Written request: Every entry here needs to be repeated exactly.

Listed entries:

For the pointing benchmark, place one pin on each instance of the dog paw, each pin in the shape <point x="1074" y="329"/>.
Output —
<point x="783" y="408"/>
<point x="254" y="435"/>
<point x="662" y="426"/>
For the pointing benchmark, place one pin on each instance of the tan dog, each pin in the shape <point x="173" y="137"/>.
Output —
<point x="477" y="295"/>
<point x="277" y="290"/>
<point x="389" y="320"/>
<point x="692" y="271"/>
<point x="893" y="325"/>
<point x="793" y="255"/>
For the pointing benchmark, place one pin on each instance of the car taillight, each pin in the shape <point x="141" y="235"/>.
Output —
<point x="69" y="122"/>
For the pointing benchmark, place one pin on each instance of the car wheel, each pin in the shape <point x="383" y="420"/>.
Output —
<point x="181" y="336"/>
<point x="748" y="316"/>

The result:
For the pointing benchmark, place one pin on each instance of the dog paw, each pin in the shape <point x="1074" y="329"/>.
Output —
<point x="783" y="408"/>
<point x="254" y="435"/>
<point x="662" y="426"/>
For the pointing benchmark, place one pin on each instance of the tan dog, each pin in the shape <point x="173" y="137"/>.
Output —
<point x="477" y="295"/>
<point x="277" y="290"/>
<point x="389" y="320"/>
<point x="692" y="271"/>
<point x="893" y="325"/>
<point x="793" y="255"/>
For the pointing benchmark, place one pin on each instance of the car taillight, each pin in the shape <point x="141" y="235"/>.
Output —
<point x="69" y="122"/>
For the pointing benchmark, place one pin on each instance of the car wheel, each pin in the shape <point x="383" y="420"/>.
Output —
<point x="181" y="336"/>
<point x="748" y="316"/>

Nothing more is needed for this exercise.